GIVEN INSTRUCTION:
Your output must consist solely of the lines from the one containing "Placement rule: one point per instance of the black" through the end of the records, reproduced exactly.

____________________

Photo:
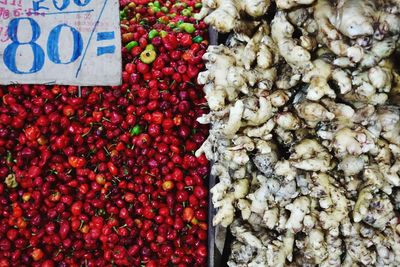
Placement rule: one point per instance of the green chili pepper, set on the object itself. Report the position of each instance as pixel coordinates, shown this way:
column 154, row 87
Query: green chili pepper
column 187, row 27
column 150, row 47
column 197, row 39
column 153, row 33
column 136, row 130
column 157, row 4
column 131, row 45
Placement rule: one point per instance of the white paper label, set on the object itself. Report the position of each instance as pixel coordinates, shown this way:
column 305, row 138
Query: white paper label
column 74, row 42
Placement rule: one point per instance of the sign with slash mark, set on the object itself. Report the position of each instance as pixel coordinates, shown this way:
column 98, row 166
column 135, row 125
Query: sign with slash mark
column 75, row 42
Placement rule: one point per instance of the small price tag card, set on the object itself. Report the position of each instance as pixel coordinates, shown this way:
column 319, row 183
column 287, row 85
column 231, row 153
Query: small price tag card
column 72, row 42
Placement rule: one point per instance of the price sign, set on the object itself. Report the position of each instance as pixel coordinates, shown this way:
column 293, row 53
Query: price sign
column 74, row 42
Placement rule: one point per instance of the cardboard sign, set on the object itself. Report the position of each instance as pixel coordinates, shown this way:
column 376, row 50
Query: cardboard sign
column 71, row 42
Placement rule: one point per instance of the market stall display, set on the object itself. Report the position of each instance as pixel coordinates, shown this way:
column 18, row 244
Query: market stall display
column 305, row 124
column 106, row 176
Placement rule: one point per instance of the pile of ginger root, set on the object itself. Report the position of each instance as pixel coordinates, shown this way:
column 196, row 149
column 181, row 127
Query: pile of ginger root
column 305, row 130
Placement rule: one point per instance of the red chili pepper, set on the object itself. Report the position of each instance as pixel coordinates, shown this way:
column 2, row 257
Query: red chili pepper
column 111, row 167
column 76, row 162
column 32, row 133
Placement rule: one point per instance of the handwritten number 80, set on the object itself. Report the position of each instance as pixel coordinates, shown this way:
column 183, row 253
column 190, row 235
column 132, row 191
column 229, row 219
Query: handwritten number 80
column 38, row 54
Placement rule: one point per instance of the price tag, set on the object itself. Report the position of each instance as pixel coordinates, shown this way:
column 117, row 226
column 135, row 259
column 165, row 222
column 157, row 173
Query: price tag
column 74, row 42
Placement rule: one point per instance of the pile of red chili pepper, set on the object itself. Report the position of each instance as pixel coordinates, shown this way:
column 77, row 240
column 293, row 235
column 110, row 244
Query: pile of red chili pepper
column 106, row 176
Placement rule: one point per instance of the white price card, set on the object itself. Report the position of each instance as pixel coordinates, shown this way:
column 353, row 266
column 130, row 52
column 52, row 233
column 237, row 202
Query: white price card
column 71, row 42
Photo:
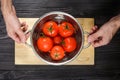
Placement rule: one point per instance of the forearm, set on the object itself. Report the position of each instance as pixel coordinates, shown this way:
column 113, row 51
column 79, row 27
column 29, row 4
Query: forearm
column 7, row 7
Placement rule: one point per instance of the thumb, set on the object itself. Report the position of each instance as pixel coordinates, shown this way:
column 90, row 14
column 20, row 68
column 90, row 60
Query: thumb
column 93, row 37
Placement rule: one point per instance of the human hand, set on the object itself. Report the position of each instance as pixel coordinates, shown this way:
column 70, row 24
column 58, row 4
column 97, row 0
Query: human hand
column 104, row 35
column 14, row 27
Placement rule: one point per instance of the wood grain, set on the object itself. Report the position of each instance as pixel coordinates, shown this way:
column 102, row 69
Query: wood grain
column 24, row 54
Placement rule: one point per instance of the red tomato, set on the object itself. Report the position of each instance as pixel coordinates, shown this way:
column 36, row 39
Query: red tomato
column 44, row 44
column 66, row 29
column 57, row 39
column 50, row 28
column 57, row 53
column 69, row 44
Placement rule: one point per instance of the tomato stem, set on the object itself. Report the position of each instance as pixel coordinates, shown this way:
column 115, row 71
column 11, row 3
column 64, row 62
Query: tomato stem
column 50, row 29
column 66, row 27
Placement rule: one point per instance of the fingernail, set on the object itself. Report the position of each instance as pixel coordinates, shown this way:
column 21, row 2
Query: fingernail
column 23, row 40
column 89, row 40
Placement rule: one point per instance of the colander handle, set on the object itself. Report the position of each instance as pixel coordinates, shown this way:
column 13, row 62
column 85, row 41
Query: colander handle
column 88, row 44
column 26, row 43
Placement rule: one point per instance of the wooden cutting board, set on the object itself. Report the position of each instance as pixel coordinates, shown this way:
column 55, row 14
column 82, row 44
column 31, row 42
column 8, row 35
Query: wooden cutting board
column 24, row 55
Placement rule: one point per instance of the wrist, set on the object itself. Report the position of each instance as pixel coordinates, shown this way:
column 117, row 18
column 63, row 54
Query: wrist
column 115, row 21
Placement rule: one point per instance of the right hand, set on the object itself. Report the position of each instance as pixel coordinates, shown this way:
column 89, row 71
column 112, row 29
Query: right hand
column 13, row 27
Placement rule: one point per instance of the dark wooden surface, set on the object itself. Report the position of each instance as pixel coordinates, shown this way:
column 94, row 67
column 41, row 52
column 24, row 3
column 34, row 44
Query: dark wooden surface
column 107, row 58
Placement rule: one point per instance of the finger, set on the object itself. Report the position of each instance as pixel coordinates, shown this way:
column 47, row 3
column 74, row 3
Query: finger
column 93, row 37
column 27, row 35
column 93, row 29
column 21, row 35
column 98, row 44
column 24, row 28
column 15, row 37
column 23, row 23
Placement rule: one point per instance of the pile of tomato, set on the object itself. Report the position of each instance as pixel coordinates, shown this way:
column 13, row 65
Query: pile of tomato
column 57, row 39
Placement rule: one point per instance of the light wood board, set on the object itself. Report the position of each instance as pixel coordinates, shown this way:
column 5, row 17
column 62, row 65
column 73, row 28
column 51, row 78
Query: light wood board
column 24, row 55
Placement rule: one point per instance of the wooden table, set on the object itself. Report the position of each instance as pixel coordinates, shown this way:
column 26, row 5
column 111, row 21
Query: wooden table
column 107, row 58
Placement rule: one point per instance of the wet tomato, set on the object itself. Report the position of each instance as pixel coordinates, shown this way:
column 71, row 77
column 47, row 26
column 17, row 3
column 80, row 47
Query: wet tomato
column 57, row 39
column 50, row 28
column 57, row 53
column 66, row 29
column 45, row 44
column 69, row 44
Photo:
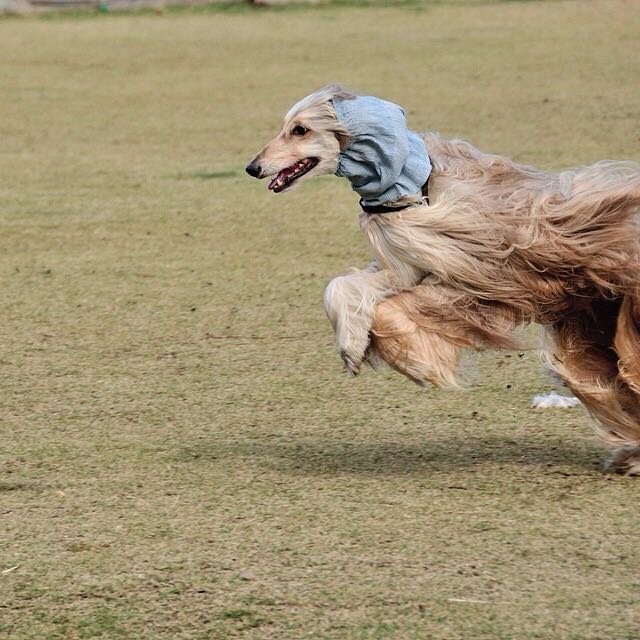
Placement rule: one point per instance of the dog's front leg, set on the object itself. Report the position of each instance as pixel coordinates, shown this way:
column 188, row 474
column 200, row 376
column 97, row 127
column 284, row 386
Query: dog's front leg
column 350, row 301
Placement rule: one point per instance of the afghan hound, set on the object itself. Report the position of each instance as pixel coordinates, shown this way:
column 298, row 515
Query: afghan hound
column 468, row 247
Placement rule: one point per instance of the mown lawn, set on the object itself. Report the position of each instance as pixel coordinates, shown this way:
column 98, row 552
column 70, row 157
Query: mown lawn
column 181, row 455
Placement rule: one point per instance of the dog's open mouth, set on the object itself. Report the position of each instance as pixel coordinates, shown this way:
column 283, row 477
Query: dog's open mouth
column 289, row 175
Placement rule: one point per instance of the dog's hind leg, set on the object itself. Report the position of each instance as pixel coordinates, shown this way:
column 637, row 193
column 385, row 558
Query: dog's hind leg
column 591, row 352
column 423, row 331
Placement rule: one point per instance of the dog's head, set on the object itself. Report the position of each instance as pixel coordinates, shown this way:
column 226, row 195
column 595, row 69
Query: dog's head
column 309, row 144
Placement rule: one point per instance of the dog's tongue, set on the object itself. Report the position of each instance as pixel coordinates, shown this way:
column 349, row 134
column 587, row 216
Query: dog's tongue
column 279, row 181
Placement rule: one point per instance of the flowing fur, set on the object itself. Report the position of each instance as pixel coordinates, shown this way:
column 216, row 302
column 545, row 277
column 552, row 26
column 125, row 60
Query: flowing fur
column 500, row 245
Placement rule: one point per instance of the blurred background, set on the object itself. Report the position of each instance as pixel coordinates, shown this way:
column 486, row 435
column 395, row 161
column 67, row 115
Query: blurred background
column 181, row 455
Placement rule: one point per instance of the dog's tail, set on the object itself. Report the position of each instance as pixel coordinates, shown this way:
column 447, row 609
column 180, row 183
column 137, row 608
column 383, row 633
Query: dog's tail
column 597, row 354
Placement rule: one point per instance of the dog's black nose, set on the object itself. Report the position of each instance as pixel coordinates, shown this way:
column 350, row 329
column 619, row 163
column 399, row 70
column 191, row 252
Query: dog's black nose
column 253, row 169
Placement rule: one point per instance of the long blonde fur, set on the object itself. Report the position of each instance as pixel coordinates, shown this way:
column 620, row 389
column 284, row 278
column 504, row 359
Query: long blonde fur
column 498, row 246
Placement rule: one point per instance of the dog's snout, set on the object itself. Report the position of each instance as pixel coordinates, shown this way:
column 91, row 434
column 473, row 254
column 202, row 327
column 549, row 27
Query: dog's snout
column 253, row 169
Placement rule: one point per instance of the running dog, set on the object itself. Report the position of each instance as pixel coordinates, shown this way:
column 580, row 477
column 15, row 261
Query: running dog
column 468, row 247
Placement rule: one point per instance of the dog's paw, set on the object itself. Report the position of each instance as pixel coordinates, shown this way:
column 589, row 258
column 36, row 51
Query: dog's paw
column 352, row 367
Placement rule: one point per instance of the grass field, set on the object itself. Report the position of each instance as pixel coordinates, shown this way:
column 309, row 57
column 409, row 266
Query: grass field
column 181, row 455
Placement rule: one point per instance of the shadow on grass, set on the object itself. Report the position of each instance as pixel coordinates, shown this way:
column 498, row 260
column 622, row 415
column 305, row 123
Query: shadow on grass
column 400, row 458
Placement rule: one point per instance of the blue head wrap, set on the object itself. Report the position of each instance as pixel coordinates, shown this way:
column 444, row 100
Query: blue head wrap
column 384, row 160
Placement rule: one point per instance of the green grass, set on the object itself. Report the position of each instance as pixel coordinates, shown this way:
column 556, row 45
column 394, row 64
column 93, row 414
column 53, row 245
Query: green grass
column 181, row 456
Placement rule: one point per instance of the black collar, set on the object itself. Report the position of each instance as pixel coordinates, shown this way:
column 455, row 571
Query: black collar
column 382, row 208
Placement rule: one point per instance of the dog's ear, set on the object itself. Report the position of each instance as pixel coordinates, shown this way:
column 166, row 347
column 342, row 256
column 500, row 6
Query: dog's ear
column 343, row 140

____________________

THE RESULT:
Placement rule: one point per instance of the black collar, set on the object itself. Report the position of each instance as pixel coordinates, shown this way:
column 455, row 571
Query: black collar
column 382, row 208
Placement rule: one point per instance of the dog's ear, set on the object itself. Report the position of each instance as pixel coordinates, shown this way:
column 166, row 347
column 342, row 256
column 500, row 6
Query: dog's ear
column 343, row 140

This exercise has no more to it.